→ Travail à faire
1) Recopiez mot pour mot le passage de la critique de Sade à Acapulco qui commence aux mots « Sade à Acapulco d'Olivier » et s'arrête après « de la mélancolie. ».
2) Poursuivez la critique de Sade à Acapulco à la suite de sa dernière phrase.

Sade à Acapulco d'Olivier Saison
Sade à Acapulco, publié en août 2015 par les éditions Cambourakis, ne met pas en scène l'univers de Sade. Il aurait fallu, pour récupérer complètement le philosophe libertin, s'identifier au personnage, imaginer ce qu'il a éprouvé, ce qu'il a vécu et fait vivre, l'imaginer en toute conscience et sans réticence. Une telle identification nécessiterait un corps à corps, un combat intérieur qu'Olivier Saison ne livre pas. La douceur de son personnage amène à décaler la perception que l'on a de Sade, à considérer la situation sous un angle nouveau, celui de la mélancolie.
Le libertin est rarement mélancolique. S'il l'était, il serait piégé par la distance qu'elle instaure avec le monde. La mélancolie est le fruit du doute et de la désillusion.
C'est donc une entorse au mythe, une mise en scène fantasque du libertin, que nous propose O. Saison. Le personnage ne va pas dans un élan de culpabilité se convertir, se confesser ou s'amender, mais plutôt assumer tranquillement son retrait. Olivier Saison imagine donc un Sade lucide qui veut en finir avec l'Europe. Le roman s'ouvre sur ces mots: « Moi Sade. Débarqué ici parce que je ne voulais plus du vieux monde. Moi, Sade, entité pourrie d'une tradition spectrale. Ici l'on ne me connaît pas, mon nom n'évoque rien, mon titre pas davantage et lorsque hier en me rendant à la librairie Marquises le cireur de chaussures entendit qu'une sale Européenne psalmodiait mon nom, il me demanda si « Sade » était ce mot qui suivait de près l'amour et coulait sur les joues fardées des femmes. Tristesse. »

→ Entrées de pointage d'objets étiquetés
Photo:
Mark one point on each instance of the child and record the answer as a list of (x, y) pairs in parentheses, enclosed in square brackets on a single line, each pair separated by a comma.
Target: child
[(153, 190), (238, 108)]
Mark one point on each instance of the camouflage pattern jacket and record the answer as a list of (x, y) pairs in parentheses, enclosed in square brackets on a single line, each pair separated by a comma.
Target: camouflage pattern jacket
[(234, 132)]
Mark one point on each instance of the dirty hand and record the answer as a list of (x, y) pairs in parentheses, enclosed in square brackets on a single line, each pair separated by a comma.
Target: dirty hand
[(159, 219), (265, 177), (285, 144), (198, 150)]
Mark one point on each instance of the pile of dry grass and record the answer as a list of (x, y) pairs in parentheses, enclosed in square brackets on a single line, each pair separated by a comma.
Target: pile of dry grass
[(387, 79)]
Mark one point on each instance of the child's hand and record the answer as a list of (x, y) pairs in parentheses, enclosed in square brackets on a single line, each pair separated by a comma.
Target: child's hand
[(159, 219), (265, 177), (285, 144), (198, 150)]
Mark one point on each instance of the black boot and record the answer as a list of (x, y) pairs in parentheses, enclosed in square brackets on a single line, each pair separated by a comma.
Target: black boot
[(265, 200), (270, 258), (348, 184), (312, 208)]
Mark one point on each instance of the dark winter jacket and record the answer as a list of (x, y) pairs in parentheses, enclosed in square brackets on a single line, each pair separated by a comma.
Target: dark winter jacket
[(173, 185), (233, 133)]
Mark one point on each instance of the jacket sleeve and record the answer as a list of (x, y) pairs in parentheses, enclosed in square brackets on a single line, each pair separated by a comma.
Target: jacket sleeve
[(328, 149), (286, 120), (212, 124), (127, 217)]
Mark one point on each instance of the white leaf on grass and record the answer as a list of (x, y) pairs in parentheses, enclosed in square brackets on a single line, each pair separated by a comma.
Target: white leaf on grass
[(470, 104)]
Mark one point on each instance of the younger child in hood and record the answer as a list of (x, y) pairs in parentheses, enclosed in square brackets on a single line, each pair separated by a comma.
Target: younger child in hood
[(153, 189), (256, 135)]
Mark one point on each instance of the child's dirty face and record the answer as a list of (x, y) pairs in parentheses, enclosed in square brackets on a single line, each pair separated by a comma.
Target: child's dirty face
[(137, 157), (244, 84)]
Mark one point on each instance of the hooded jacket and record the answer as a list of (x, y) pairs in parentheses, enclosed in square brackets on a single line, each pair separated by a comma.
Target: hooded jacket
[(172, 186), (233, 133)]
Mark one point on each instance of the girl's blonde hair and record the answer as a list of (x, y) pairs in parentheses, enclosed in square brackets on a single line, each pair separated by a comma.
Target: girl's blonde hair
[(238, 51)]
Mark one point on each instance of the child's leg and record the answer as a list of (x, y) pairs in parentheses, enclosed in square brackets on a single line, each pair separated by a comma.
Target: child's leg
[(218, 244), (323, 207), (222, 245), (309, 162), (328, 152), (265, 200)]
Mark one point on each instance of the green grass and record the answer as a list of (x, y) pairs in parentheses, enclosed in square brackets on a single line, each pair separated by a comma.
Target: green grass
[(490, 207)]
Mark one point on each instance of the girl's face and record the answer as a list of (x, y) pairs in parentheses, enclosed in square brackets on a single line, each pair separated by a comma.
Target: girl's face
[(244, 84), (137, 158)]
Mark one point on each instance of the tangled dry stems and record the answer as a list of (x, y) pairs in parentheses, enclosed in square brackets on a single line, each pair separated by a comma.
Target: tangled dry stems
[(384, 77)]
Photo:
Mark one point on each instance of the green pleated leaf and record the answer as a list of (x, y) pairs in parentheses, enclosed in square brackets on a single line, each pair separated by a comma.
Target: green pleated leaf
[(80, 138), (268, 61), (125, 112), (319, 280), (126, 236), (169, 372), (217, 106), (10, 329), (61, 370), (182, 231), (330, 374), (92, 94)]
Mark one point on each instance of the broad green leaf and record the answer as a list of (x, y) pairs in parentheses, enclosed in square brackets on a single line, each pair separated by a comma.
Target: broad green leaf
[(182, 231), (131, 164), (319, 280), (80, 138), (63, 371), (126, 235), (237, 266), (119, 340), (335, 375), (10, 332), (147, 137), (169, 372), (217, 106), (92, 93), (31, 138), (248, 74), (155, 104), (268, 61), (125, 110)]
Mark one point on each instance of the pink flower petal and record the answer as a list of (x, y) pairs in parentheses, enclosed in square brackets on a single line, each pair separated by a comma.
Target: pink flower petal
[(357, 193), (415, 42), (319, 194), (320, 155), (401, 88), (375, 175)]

→ Réponses par tâche
1)
Sade à Acapulco d'Olivier Saison
Sade à Acapulco, publié en août 2015 par les éditions Cambourakis, ne met pas en scène l'univers de Sade. Il aurait fallu, pour récupérer complètement le philosophe libertin, s'identifier au personnage, imaginer ce qu'il a éprouvé, ce qu'il a vécu et fait vivre, l'imaginer en toute conscience et sans réticence. Une telle identification nécessiterait un corps à corps, un combat intérieur qu'Olivier Saison ne livre pas. La douceur de son personnage amène à décaler la perception que l'on a de Sade, à considérer la situation sous un angle nouveau, celui de la mélancolie.

2)
Que devient un libertin sorti de son milieu, un libertin vivant dans les collines humides d'Acapulco? Il reste un esthète, puisqu'il aime lire et transmet ce goût, devient un ermite choisissant une vie solitaire, un homme aimant faire jouir mais de façon détournée. C'est justement dans ce détournement que tout se joue. L'homme désabusé finit par trouver une voie qui ne contrarie ni son athéisme, ni sa liberté.
Et dans ce retrait, l'écriture offre ce qu'elle a de poétique, de foisonnant et d'extravagant. Olivier Saison accompagne son personnage avec humour. L'autodérision du narrateur traverse le roman. Face aux forces hostiles de la nature qui déclenchent une tempête, l'homme, retranché dans sa cabane, ne tremble pas. Il regarde amusé, médusé, l'effet produit: « Ne m'aspirez pas, Dieu, par pitié, je ne suis qu'un pépin, et vous m'avez déjà craché. Se peut... Se peut-il? Il faudrait inventer un procédé chimique pour répéter au monde ce que je vois.
L'arbre couché. Mon manguier.
Voilà qu'il se relève!
Le vent lui agrippe la tignasse.
Pincez-moi, les singes.
Ça y est.
Il est debout.
Il chancelle... On jurerait un ivrogne...
Puis retombe. Ai-je rêvé? C'est comme s'il n'avait jamais changé d'état. Est-ce un signal, une main qu'on me tend?
Une allégorie de ma propre naissance? Le voilà qui roule, à présent. Notre Dieu est donc bûcheron? Non: cuisinier.
Le toit de ma remise, là-bas, tremble tel un couvercle de marmite; on l'agite par en-dessous.... Il est pris de fou rire, de convulsion. Refermons le rideau sur cette triste scène. Ma tabatière, tout d'abord.
Prisons.
Ensuite, procédons dans l'ordre.
Poussons la malle contre la porte.
Réfugions-nous sous le lit.
Et de là, attendons la fin. C'est quand même amusant.
La malle tremble, se met à bouger. La porte s'ouvre à la volée. C'est Éole. Il entre, ou plutôt s'engouffre. L'ogre, c'était lui.
Je suis Sade, enfant. »
La cruauté s'est transformée en douce dévotion. Le libertin aurait presque des élans de tendresse et de pitié pour la figure innocente de la femme goûtant la volupté dans le calme. L'esprit garde sa distance avec la comédie humaine, permettant des rencontres avec les indigènes, dont Irène, qu'il guette, attend secrètement et qu'il appelle « mon Irène ».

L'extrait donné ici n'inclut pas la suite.